### Exercise details
Make an exact copy of all the records.
======== Records shown ========
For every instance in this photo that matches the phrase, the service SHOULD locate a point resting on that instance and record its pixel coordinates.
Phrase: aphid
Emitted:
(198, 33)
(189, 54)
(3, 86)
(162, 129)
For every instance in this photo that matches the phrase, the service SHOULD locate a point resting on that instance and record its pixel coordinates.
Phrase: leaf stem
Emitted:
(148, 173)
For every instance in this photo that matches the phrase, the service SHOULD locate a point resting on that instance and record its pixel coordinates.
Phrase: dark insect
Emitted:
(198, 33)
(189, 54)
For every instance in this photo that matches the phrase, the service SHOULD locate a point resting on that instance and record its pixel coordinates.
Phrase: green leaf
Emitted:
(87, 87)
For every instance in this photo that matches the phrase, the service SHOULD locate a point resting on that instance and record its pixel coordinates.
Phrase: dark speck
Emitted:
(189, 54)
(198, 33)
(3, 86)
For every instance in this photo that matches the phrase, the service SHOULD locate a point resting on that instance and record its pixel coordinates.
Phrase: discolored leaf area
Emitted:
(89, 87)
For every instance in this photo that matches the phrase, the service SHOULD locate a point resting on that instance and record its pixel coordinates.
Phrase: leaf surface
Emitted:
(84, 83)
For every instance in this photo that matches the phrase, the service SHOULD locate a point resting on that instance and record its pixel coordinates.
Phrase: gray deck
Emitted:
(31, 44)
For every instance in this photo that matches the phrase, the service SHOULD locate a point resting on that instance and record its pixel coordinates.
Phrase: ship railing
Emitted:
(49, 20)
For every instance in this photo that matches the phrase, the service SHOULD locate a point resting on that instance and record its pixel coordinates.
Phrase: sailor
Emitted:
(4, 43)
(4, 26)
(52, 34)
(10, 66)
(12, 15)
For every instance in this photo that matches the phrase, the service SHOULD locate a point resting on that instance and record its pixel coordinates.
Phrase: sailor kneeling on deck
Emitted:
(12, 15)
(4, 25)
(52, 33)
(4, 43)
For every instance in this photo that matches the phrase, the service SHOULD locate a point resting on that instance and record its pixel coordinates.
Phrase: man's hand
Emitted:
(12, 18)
========
### The output
For every instance in this photo that matches the phrase, the service SHOULD locate a point resting on that instance and record its pixel coordinates.
Phrase: aphid
Emitted:
(198, 33)
(189, 54)
(3, 86)
(162, 129)
For every instance in this photo that matches the phrase, the service SHOULD locate a point resting on that instance and record its pixel coordinates.
Phrase: leaf stem
Emitted:
(148, 173)
For every instance in this photo that matches the phrase, the service SHOULD locate a point resting on that instance and record its pixel coordinates.
Phrase: dark insect
Emitted:
(198, 33)
(189, 54)
For every instance in this photo that matches the phrase, the service SHOULD locate a point resting on that instance and record its pixel coordinates.
Phrase: green leaf
Emitted:
(87, 87)
For every instance in this photo that matches the phrase, the service SHOULD locate a point resting on that instance and record its pixel coordinates.
Phrase: dark speck
Emitted:
(189, 54)
(198, 33)
(3, 86)
For every instance in this photo that matches the phrase, the service SHOULD locate a point resting on that instance and record its pixel coordinates.
Phrase: discolored leaf area
Emitted:
(89, 87)
For every instance in this photo that matches the phrase, the service SHOULD locate a point resting on that instance and record its pixel coordinates.
Phrase: leaf surface
Emitted:
(84, 83)
For every instance in this photo that matches the phrase, the service SHOULD locate a point resting on that instance and record its pixel coordinates.
Phrase: gray deck
Emitted:
(31, 44)
For every instance in this photo that matches the phrase, the service SHOULD locate a point resting on that instance and record its pixel coordinates.
Phrase: ship railing
Emitted:
(49, 20)
For every instance in this photo that matches the phrase, the service SHOULD locate a point resting on that instance and record its pixel coordinates.
Phrase: sailor
Emitted:
(4, 43)
(4, 26)
(52, 34)
(10, 66)
(12, 15)
For every instance in this photo that matches the phrase, the service SHOULD locate a point resting on that instance and record its pixel coordinates.
Phrase: sailor kneeling on deck
Emitted:
(12, 15)
(4, 25)
(52, 33)
(4, 43)
For every instance in this photo that matches the phrase, the service SHOULD locate a point resting on that instance and record its pixel coordinates.
Phrase: man's hand
Emitted:
(12, 18)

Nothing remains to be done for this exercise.